### Task instructions
[A] List the New York stage shows from 1917 and 1918 that the passage on Huban's stage career names among her credits.
[B] Translate this sentence from the passage on Huban's career into Spanish: "She was also seen in the silent film Find the Woman (1922)."
[C] Write a continuation of the passage on Huban's stage career, beginning after its last sentence.

### Text passage
Huban's first public performance was as a singer in the 1913 Irish Historic Pageant at the Lexington Avenue Armory in New York City. Her New York stage credits included roles in the shows Lonesome-like (1915), The Grasshopper (1917), Old Friends (1917), On With the Dance (1917), Cheating Cheaters (1918), Crops and Croppers (1918), Dark Rosaleen (1919), Paddy the Next Best Thing (1920), Hindle Wakes (1922), King Henry IV, Part I (1926), Window Panes (1927), Mixed Marriage (1930), and Troilus and Cressida (1932). She was also seen in the silent film Find the Woman (1922).

### The data
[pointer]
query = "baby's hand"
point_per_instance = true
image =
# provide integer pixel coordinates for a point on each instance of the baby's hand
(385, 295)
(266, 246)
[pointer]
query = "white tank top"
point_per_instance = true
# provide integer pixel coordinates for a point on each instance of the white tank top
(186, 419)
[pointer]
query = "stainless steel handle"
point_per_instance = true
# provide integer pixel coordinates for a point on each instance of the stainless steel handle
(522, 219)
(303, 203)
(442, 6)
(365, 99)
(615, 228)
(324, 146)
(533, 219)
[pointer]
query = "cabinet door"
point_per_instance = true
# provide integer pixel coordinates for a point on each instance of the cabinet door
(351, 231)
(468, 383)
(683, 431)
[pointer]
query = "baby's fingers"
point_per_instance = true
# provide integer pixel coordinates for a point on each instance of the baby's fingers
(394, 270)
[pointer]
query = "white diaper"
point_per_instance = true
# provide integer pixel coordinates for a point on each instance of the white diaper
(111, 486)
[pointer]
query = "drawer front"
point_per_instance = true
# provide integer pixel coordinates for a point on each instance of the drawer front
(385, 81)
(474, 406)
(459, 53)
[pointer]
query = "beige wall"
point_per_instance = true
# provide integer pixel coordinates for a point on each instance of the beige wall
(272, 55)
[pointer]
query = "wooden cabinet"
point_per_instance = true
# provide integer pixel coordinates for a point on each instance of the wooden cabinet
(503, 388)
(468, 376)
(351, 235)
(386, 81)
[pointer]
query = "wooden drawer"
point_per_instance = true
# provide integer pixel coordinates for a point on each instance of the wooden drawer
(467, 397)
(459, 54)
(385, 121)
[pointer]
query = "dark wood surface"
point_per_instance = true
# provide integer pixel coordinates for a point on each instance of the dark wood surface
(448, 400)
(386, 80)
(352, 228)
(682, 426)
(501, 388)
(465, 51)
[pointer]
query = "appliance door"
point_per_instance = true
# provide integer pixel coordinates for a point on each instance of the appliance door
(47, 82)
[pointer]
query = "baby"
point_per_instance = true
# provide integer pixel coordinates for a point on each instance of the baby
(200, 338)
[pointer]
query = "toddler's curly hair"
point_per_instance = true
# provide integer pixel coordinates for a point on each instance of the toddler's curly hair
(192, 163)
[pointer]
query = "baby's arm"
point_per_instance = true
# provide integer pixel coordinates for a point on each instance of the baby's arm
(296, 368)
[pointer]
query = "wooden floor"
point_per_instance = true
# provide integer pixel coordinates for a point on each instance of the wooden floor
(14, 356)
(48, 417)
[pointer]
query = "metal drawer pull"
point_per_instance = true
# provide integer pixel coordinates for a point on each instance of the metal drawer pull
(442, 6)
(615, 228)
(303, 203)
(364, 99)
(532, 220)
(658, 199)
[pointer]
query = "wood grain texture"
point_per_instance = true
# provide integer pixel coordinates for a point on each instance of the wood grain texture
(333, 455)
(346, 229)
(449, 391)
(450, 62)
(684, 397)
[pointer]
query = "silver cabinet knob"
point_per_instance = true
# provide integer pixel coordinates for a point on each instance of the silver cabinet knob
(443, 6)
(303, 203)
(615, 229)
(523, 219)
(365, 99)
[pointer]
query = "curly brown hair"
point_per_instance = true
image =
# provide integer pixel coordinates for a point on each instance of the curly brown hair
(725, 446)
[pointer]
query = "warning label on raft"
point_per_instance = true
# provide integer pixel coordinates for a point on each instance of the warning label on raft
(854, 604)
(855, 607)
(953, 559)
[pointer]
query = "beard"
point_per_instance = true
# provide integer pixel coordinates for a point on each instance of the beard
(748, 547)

### Expected outputs
[A] The Grasshopper (1917), Old Friends (1917), On With the Dance (1917), Cheating Cheaters (1918), Crops and Croppers (1918)

[B] También se la vio en la película muda Find the Woman (1922).

[C]
"She is lovely to behold, a person naturally eloquent and dramatic," wrote a New York Times reviewer in 1917. "She plays with a grateful simplicity and directness, and she has a certain eeriness that is fascinating." "Her voice is a fine mezzo-soprano with unusual range and power," noted the Baltimore Sun in 1919, while also remarking on her "large dark-blue eyes" and "dark brown curls".

Huban served several three-year terms on the board of directors of the Actors' Fidelity League.

==Personal life==
Huban died in 1935, after six months of illness, at the age of 38, in New York City.

Her grand-niece is the actress Susan Sullivan.